___ Source ___
When you see real pushback from the security team on moving to Snowflake, what are the typical reasons? What are typical blockers that might prevent somebody from wanting to make the switch?
One of the most common areas of concern is around managing the security data lake because security teams got burned in the past—you know, once burned, twice shy. You look back to 2014ish. There was a lot of excitement around what Hadoop was going to do for security, and the security data lake was going to be this magical thing that gives you kind of all your data in one place. And it failed in a pretty spectacular way to deliver on its promise. And a big reason why was because Hadoop is a notoriously heavy lift, and it's a lot of work to deploy. It's a lot of work to maintain; it's a lot of work to get value from it.
And so the security leaders who have been around for a while remember what happened with Hadoop, and they say, “I don't want a repeat of that.” Now, Snowflake is a very different animal. We are delivered as a service. There is very little overhead involved in getting started or in scaling it up to petabyte scale.
To that point, there's managing scaling and then there’s managing the data model itself. Are you seeing best practices emerging around managing data models within a security data lake, especially given that you might share this Snowflake environment with other teams within your organization?
___ Record list ___
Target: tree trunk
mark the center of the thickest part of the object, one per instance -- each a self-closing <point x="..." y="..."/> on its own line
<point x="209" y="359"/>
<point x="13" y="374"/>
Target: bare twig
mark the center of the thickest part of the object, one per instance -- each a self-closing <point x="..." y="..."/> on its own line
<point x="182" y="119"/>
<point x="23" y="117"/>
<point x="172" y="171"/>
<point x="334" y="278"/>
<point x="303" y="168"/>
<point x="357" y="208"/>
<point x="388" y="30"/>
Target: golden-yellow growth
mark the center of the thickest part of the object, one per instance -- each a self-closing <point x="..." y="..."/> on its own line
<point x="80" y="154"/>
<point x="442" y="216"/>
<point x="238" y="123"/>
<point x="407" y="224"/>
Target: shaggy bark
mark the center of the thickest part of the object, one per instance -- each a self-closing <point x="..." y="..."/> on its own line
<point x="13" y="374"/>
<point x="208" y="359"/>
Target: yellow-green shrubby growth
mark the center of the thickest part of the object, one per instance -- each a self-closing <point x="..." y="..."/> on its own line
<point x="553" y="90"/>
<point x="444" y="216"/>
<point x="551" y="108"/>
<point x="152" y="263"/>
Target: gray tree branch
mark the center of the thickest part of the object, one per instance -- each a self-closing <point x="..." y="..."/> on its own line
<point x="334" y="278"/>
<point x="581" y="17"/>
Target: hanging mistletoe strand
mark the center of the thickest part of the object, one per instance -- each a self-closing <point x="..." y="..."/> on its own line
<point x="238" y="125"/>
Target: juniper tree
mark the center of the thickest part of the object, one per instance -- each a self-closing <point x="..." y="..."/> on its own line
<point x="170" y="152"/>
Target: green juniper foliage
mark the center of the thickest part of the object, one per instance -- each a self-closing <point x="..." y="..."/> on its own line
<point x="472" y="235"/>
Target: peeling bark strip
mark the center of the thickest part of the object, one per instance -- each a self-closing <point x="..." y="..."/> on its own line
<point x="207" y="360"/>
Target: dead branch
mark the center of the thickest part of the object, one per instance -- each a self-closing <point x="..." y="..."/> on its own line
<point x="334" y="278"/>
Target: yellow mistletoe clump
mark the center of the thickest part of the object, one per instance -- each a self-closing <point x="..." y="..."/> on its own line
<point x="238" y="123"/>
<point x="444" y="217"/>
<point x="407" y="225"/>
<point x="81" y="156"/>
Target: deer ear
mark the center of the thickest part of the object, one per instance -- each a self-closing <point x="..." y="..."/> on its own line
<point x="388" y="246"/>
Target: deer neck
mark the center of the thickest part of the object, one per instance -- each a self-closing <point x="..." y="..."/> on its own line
___
For each statement, decide whether the Snowflake discussion agrees with it, and answer yes or no with the deciding words from the discussion quoted. 1. The excitement about Hadoop for security dates to around 2014. 2. Scaling Snowflake up to petabyte scale takes a lot of overhead. 3. Hadoop was easy to deploy. These records come from a different source than the text.

# Result for this task
1. Yes: "You look back to 2014ish. There was a lot of excitement around what Hadoop was going to do for security"
2. No: "There is very little overhead involved in getting started or in scaling it up to petabyte scale."
3. No: "Hadoop is a notoriously heavy lift, and it's a lot of work to deploy."